**EXCERPTED TEXT:**
--- START ---

Culinary Arts, Hospitality Management Students Work the PGA U.S. Open

by Melissa S. Treacy

Culinary Arts student Linda Tucker grabbed this shot inside the food prep tent.

Culinary Arts student Linda Tucker grabbed this shot inside the food prep tent.

Only a baker’s dozen got the chance, and most called it a “once in a lifetime” opportunity. Eight hospitality management and five culinary arts students from Montgomery County Community College were recently privileged enough to take part in the Professional Golf Association’s (PGA) U.S. Open, which was hosted in Merion, a historic course for the tour.

Luckily for students in the MCCC curriculum, Jim Lynch, hospitality management instructor, happened to have connections with Ridgewell Caterers, based in Washington, D.C., which is contracted to cater major events with the PGA.

“This was a once in a lifetime opportunity for students,” said Lynch.

Each of the students had a unique opportunity to test themselves, putting the skills learned in the classroom to the test. From set-up, to breakdown, students worked a variety of jobs.

“It was good to get real world experience,” said Ladan Zaim, a first-year culinary arts student who worked as an action cook during the events. “It also reinforced my decision to go to a community college. We focus on practical skills that can really help you get a job, and this played well into that. It was very task-oriented.”

Linda Tucker, now well into her second year with the MCCC culinary arts program, agreed. She said she spent time split between the main kitchen and a corporate tent for Rolex.

The entire course was set, explained Lynch, by prepping food and preparing menus in one main kitchen area. Food would then be transferred daily to the individual corporate tents. With 32 such tents, it was no small feat to keep the process organized.

“It was amazing to work with that scale of food preparation,” said Tucker. “It was very well organized. There was a high standard, all made fresh to order.”

Tucker said she learned a lot from the week of work, with hands-on service learning, offering her a chance at real student engagement.

“It lends to valuable growth in our learning,” she said. “I have a new respect for head chefs and got to learn from them. I also learned humility. It was hard work, and dirty. It was no ‘Top Chef.’”

--- END ---

**AIM OF THE EXERCISE:** Continue the article about the college students who worked the U.S. Open, picking up after its final sentence.

(Saved entries)
--- START ---

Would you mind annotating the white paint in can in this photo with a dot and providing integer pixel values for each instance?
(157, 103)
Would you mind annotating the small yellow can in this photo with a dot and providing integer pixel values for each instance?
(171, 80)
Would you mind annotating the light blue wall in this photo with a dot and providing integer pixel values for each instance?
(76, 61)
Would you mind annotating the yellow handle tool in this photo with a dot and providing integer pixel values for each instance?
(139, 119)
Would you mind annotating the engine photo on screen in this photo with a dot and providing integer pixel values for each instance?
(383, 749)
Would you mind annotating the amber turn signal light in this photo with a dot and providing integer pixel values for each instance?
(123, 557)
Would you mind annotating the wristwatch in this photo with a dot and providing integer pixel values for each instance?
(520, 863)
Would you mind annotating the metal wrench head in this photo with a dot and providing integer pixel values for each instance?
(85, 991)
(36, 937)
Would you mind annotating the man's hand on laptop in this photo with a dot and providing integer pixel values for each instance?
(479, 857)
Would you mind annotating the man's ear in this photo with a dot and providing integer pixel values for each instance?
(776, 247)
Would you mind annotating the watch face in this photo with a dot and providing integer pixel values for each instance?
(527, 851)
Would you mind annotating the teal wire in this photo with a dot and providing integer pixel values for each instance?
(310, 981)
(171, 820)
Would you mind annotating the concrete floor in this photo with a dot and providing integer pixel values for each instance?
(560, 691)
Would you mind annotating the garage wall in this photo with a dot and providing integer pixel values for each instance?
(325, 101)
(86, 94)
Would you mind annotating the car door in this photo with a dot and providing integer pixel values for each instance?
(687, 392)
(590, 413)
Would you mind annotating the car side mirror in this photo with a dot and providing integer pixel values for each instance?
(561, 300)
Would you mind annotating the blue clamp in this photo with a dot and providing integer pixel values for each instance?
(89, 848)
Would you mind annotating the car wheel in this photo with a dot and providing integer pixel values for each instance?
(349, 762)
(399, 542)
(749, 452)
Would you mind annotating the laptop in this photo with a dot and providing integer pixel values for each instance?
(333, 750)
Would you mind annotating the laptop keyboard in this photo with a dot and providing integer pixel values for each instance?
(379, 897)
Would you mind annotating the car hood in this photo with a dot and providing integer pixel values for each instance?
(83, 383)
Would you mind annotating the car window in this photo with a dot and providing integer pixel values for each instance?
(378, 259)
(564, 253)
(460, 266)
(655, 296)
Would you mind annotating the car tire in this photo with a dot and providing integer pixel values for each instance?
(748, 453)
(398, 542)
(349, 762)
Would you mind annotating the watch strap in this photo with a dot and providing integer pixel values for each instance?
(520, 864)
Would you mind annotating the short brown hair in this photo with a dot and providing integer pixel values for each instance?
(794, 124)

--- END ---

**RESULT FOR THIS EXERCISE:**
Tom Sergio said he valued the one-on-one learning from professionals in the field that was made possible through the work with the PGA.

“It was interesting to do a bit of everything,” said the second-year culinary arts student who worked in the USGA Hospitality Tent, which catered to clients.

“From 10 a.m. to 11 p.m., we were doing prep working, making breakfast, lunch and dinner,” said Sergio. “One night I worked a pasta station.”

Sergio worked directly with head chef, John Millitello, who had worked all sides of the business for the past 30 years.

“He spent a lot of time teaching me, showing me ways to make cooking easier, and we had a lot of conversations about the future,” Sergio said.

Lynch said students got a chance to “look at the logistics with putting something like this together.”

“The students worked 80 to 85 hours while at the Open, which counts towards their internship requirements needed for graduation,” said Lynch. “Hospitality students got to work a lot of the front of the house, while culinary students worked the back of the house with food production, food safety and ordering.”

No matter their focus, the students benefited greatly from the week’s work.
“Each person had a different experience,” said Sergio.

“This was absolutely an incredible opportunity for them,” said Lynch. “The PGA U.S. Open is the single largest off-premise catering event to be held in the United States this year. It really helped get their feet wet in catering.”